What to produce: Render all the items below as a Markdown table with the columns "Row" and "Line", giving each line its own numbered row and dropping blank lines. Leave the pictures out.

[Rows from an object pointing dataset]
******

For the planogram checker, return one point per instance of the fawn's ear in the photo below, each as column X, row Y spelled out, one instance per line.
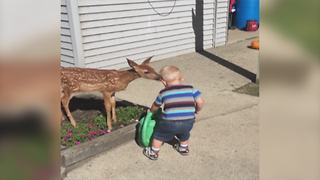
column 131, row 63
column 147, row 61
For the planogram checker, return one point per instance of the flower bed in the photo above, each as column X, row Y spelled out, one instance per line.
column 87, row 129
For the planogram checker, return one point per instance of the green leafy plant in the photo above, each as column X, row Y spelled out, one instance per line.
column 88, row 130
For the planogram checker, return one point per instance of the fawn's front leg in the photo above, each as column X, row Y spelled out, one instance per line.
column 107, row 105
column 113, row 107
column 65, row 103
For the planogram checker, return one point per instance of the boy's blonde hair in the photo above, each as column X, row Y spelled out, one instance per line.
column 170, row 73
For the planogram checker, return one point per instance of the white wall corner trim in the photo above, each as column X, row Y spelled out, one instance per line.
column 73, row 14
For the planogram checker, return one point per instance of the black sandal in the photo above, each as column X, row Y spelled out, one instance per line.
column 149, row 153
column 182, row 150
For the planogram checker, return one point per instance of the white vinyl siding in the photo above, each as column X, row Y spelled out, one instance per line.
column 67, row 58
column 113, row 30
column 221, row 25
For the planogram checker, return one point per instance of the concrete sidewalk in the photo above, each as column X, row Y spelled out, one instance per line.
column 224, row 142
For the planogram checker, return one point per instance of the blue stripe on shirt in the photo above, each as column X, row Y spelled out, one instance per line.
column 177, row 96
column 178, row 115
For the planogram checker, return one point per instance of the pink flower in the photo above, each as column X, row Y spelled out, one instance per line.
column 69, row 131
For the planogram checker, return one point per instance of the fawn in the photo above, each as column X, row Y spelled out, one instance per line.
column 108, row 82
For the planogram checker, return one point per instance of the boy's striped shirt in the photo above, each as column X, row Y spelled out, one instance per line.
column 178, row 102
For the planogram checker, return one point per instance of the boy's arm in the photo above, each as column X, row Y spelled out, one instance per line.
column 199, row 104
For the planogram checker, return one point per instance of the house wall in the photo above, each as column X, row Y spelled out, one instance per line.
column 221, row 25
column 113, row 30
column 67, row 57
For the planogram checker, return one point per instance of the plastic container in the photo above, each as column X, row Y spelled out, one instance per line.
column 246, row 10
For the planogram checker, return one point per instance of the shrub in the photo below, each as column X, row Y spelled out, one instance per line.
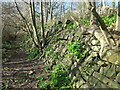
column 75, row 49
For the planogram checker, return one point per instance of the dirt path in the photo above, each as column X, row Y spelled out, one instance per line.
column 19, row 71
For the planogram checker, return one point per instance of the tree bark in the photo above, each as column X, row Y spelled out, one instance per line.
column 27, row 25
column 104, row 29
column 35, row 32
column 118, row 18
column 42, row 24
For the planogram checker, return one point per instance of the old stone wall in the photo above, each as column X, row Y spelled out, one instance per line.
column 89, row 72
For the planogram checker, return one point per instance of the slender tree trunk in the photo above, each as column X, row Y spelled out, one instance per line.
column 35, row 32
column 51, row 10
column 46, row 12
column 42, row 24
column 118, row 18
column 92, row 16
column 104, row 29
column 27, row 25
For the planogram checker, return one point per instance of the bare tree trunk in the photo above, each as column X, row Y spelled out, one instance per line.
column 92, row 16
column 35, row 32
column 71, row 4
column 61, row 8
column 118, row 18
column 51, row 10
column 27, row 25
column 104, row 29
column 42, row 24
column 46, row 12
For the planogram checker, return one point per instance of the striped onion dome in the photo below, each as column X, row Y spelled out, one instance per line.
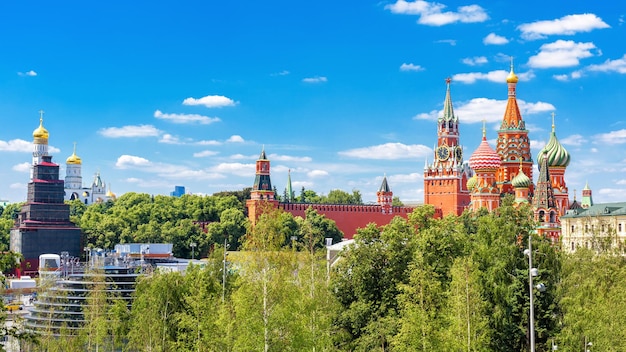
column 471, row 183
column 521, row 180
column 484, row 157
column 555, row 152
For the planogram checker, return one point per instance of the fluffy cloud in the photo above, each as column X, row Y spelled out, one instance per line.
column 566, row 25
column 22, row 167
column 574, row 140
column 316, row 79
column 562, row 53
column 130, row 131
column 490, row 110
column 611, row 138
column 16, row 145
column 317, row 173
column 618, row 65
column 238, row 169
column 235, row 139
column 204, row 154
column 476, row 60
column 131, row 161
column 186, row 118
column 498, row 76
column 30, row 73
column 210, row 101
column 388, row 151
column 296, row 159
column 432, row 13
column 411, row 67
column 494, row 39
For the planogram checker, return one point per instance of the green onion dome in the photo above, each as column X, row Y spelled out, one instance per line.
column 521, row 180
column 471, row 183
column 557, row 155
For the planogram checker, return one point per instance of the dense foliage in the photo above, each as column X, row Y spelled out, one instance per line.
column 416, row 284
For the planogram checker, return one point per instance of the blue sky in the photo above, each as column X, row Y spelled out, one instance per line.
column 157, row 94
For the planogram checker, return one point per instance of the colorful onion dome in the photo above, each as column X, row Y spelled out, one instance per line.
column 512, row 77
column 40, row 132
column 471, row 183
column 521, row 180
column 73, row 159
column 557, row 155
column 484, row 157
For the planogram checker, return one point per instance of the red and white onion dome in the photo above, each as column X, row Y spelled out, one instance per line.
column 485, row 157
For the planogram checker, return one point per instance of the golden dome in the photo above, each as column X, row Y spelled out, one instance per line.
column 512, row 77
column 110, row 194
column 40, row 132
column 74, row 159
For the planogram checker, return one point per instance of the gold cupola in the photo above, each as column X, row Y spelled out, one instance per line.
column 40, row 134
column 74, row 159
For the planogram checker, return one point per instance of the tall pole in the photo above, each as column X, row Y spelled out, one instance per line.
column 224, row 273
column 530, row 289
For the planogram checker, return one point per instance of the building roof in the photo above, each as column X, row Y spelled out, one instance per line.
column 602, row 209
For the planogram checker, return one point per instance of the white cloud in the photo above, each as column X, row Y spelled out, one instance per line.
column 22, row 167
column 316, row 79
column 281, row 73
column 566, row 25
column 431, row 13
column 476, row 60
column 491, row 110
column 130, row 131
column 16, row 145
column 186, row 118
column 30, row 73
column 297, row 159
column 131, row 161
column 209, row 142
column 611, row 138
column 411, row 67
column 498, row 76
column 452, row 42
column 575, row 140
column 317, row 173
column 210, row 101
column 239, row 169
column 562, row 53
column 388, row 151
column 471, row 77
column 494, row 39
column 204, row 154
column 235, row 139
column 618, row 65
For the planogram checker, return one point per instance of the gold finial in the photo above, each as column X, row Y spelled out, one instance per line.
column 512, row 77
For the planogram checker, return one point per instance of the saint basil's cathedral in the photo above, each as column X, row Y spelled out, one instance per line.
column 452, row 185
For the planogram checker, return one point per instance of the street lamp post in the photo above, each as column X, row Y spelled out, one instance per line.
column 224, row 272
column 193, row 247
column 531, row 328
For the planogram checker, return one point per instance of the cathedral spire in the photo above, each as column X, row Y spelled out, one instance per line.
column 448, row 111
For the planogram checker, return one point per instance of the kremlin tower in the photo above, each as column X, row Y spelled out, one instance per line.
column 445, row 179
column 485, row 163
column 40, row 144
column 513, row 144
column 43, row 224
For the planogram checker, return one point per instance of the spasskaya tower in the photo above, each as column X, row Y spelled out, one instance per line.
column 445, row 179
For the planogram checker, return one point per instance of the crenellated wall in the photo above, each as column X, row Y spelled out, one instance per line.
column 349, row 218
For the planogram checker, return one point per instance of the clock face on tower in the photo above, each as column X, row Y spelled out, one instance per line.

******

Correct answer:
| Row | Line |
|---|---|
| 1 | For the planogram checker, return one point per instance of the fawn's ear in the photo below, each as column X, row Y spelled out, one instance per line. |
| 2 | column 131, row 63 |
| 3 | column 147, row 61 |
| 4 | For the planogram checker, return one point per instance of the flower bed in the photo above, each as column X, row Y spelled out, one instance per line. |
| 5 | column 87, row 129 |
| 6 | For the planogram checker, return one point per instance of the green leafy plant in the photo above, each as column X, row Y spelled out, one instance per line. |
| 7 | column 88, row 130 |
| 8 | For the planogram checker, return one point per instance of the fawn's front leg in the photo above, each as column X, row Y spelled out, one instance per line. |
| 9 | column 107, row 105 |
| 10 | column 113, row 107 |
| 11 | column 65, row 103 |
| 12 | For the planogram checker, return one point per instance of the boy's blonde hair in the photo above, each as column X, row Y spelled out, one instance per line. |
| 13 | column 170, row 73 |
| 14 | For the planogram checker, return one point per instance of the white wall corner trim in the photo above, each as column X, row Y spelled out, one instance per line. |
| 15 | column 73, row 14 |
| 16 | For the planogram checker, return one point per instance of the black sandal in the photo above, each as column X, row Y spelled out, one instance per line. |
| 17 | column 149, row 153 |
| 18 | column 182, row 150 |
| 19 | For the planogram checker, return one point per instance of the white vinyl siding in the photo above, each as column X, row Y spelled out, one instance per line. |
| 20 | column 67, row 58 |
| 21 | column 113, row 30 |
| 22 | column 221, row 25 |
| 23 | For the planogram checker, return one point per instance of the concrete sidewalk in the photo above, each as column X, row Y spelled out, one instance per line. |
| 24 | column 224, row 142 |
| 25 | For the planogram checker, return one point per instance of the blue stripe on shirt in the photo above, each as column X, row Y spelled out, one instance per line. |
| 26 | column 177, row 96 |
| 27 | column 178, row 115 |
| 28 | For the planogram checker, return one point per instance of the pink flower in the photo above, each as column X, row Y spelled out, one instance per line. |
| 29 | column 69, row 131 |
| 30 | For the planogram checker, return one point per instance of the fawn in the photo above, each as column X, row Y spelled out, one instance per line. |
| 31 | column 108, row 82 |
| 32 | For the planogram checker, return one point per instance of the boy's striped shirt in the photo above, each as column X, row Y spelled out, one instance per line. |
| 33 | column 178, row 102 |
| 34 | For the planogram checker, return one point per instance of the boy's arm in the photo above, each as column X, row Y spelled out, one instance per line. |
| 35 | column 199, row 104 |
| 36 | For the planogram checker, return one point per instance of the house wall in the photo above, each as column X, row Y spelled out, one instance per line. |
| 37 | column 221, row 25 |
| 38 | column 113, row 30 |
| 39 | column 67, row 57 |
| 40 | For the planogram checker, return one point per instance of the plastic container in the photo above, each as column X, row Y spelled out, one instance per line. |
| 41 | column 246, row 10 |
| 42 | For the planogram checker, return one point per instance of the shrub in the photo below, each as column X, row Y spelled out, one instance per line. |
| 43 | column 75, row 49 |
| 44 | For the planogram checker, return one point per instance of the dirt path in the photo above, each as column X, row Y spelled out, one instance per line. |
| 45 | column 19, row 71 |
| 46 | For the planogram checker, return one point per instance of the tree bark in the photo above, each as column X, row Y spelled out, one instance per line. |
| 47 | column 27, row 25 |
| 48 | column 104, row 29 |
| 49 | column 35, row 32 |
| 50 | column 118, row 18 |
| 51 | column 42, row 24 |
| 52 | For the planogram checker, return one point per instance of the old stone wall in the photo above, each as column X, row Y spelled out, one instance per line. |
| 53 | column 89, row 72 |
| 54 | For the planogram checker, return one point per instance of the slender tree trunk in the photo above, each as column X, row Y spelled out, one instance per line. |
| 55 | column 35, row 32 |
| 56 | column 51, row 10 |
| 57 | column 46, row 12 |
| 58 | column 42, row 24 |
| 59 | column 118, row 18 |
| 60 | column 92, row 16 |
| 61 | column 104, row 29 |
| 62 | column 27, row 25 |
| 63 | For the planogram checker, return one point per instance of the bare tree trunk in the photo above, each as column X, row Y spelled out, one instance per line. |
| 64 | column 92, row 16 |
| 65 | column 35, row 32 |
| 66 | column 71, row 4 |
| 67 | column 61, row 8 |
| 68 | column 118, row 18 |
| 69 | column 51, row 10 |
| 70 | column 27, row 25 |
| 71 | column 104, row 29 |
| 72 | column 42, row 24 |
| 73 | column 46, row 12 |
| 74 | For the planogram checker, return one point per instance of the striped onion dome in the photo below, each as column X, row Y spelled out, one instance per line. |
| 75 | column 471, row 183 |
| 76 | column 521, row 180 |
| 77 | column 484, row 157 |
| 78 | column 555, row 152 |
| 79 | For the planogram checker, return one point per instance of the fluffy cloud in the photo above, each as column X, row Y spelled out, one instance per line. |
| 80 | column 566, row 25 |
| 81 | column 22, row 167 |
| 82 | column 574, row 140 |
| 83 | column 316, row 79 |
| 84 | column 562, row 53 |
| 85 | column 130, row 131 |
| 86 | column 490, row 110 |
| 87 | column 611, row 138 |
| 88 | column 16, row 145 |
| 89 | column 317, row 173 |
| 90 | column 618, row 65 |
| 91 | column 238, row 169 |
| 92 | column 235, row 139 |
| 93 | column 204, row 154 |
| 94 | column 476, row 60 |
| 95 | column 131, row 161 |
| 96 | column 186, row 118 |
| 97 | column 498, row 76 |
| 98 | column 30, row 73 |
| 99 | column 210, row 101 |
| 100 | column 388, row 151 |
| 101 | column 296, row 159 |
| 102 | column 432, row 13 |
| 103 | column 411, row 67 |
| 104 | column 494, row 39 |
| 105 | For the planogram checker, return one point per instance of the green onion dome in the photo above, each as column X, row Y spelled out, one instance per line. |
| 106 | column 521, row 180 |
| 107 | column 471, row 183 |
| 108 | column 557, row 155 |
| 109 | For the planogram checker, return one point per instance of the dense foliage in the photo above, each as column X, row Y spelled out, one instance per line. |
| 110 | column 416, row 284 |
| 111 | For the planogram checker, return one point per instance of the blue sky in the photo above, each as column X, row Y spelled out, one instance per line. |
| 112 | column 157, row 94 |
| 113 | For the planogram checker, return one point per instance of the colorful onion dome in the photo above, each as column X, row Y spelled out, one instance per line. |
| 114 | column 512, row 77 |
| 115 | column 40, row 132 |
| 116 | column 471, row 183 |
| 117 | column 521, row 180 |
| 118 | column 73, row 159 |
| 119 | column 557, row 155 |
| 120 | column 484, row 157 |
| 121 | For the planogram checker, return one point per instance of the red and white onion dome in the photo above, each as column X, row Y spelled out, one instance per line. |
| 122 | column 485, row 157 |
| 123 | For the planogram checker, return one point per instance of the golden dome in the photo above, each as column X, row Y spelled out, one instance per line. |
| 124 | column 512, row 77 |
| 125 | column 110, row 194 |
| 126 | column 40, row 132 |
| 127 | column 74, row 159 |
| 128 | For the planogram checker, return one point per instance of the gold cupola in the photo above, each as column X, row Y spelled out, one instance per line. |
| 129 | column 40, row 134 |
| 130 | column 74, row 159 |
| 131 | For the planogram checker, return one point per instance of the tall pole in the photo above, each as column X, row Y spelled out, one instance per line. |
| 132 | column 224, row 273 |
| 133 | column 530, row 289 |
| 134 | For the planogram checker, return one point per instance of the building roof in the photo above, each as column X, row Y spelled out, one instance per line. |
| 135 | column 602, row 209 |
| 136 | For the planogram checker, return one point per instance of the white cloud in the photo above, each as column X, row Y spelled out, one instance per line. |
| 137 | column 22, row 167 |
| 138 | column 316, row 79 |
| 139 | column 281, row 73 |
| 140 | column 566, row 25 |
| 141 | column 431, row 13 |
| 142 | column 476, row 60 |
| 143 | column 491, row 110 |
| 144 | column 130, row 131 |
| 145 | column 16, row 145 |
| 146 | column 186, row 118 |
| 147 | column 30, row 73 |
| 148 | column 297, row 159 |
| 149 | column 131, row 161 |
| 150 | column 209, row 142 |
| 151 | column 611, row 138 |
| 152 | column 411, row 67 |
| 153 | column 498, row 76 |
| 154 | column 452, row 42 |
| 155 | column 575, row 140 |
| 156 | column 317, row 173 |
| 157 | column 210, row 101 |
| 158 | column 239, row 169 |
| 159 | column 562, row 53 |
| 160 | column 388, row 151 |
| 161 | column 471, row 77 |
| 162 | column 494, row 39 |
| 163 | column 204, row 154 |
| 164 | column 235, row 139 |
| 165 | column 618, row 65 |
| 166 | For the planogram checker, return one point per instance of the gold finial in the photo above, each as column X, row Y spelled out, one instance per line. |
| 167 | column 512, row 77 |
| 168 | For the planogram checker, return one point per instance of the saint basil's cathedral in the photo above, each as column X, row Y spelled out, one instance per line. |
| 169 | column 452, row 185 |
| 170 | For the planogram checker, return one point per instance of the street lamp post in the photo above, each as column X, row Y spelled out, one instance per line. |
| 171 | column 224, row 272 |
| 172 | column 193, row 247 |
| 173 | column 531, row 328 |
| 174 | For the planogram checker, return one point per instance of the cathedral spire in the photo above, each as column X, row Y spelled out, one instance per line. |
| 175 | column 448, row 111 |
| 176 | For the planogram checker, return one point per instance of the kremlin tower in the photo above, each as column X, row Y spelled out, one instance per line. |
| 177 | column 445, row 179 |
| 178 | column 485, row 163 |
| 179 | column 40, row 144 |
| 180 | column 513, row 144 |
| 181 | column 43, row 224 |
| 182 | For the planogram checker, return one point per instance of the spasskaya tower in the photo above, each as column X, row Y spelled out, one instance per line. |
| 183 | column 445, row 179 |
| 184 | For the planogram checker, return one point per instance of the crenellated wall in the photo above, each as column X, row Y spelled out, one instance per line. |
| 185 | column 349, row 218 |
| 186 | For the planogram checker, return one point per instance of the clock face on tower in the photo above, each as column X, row Y spelled out, one instance per line. |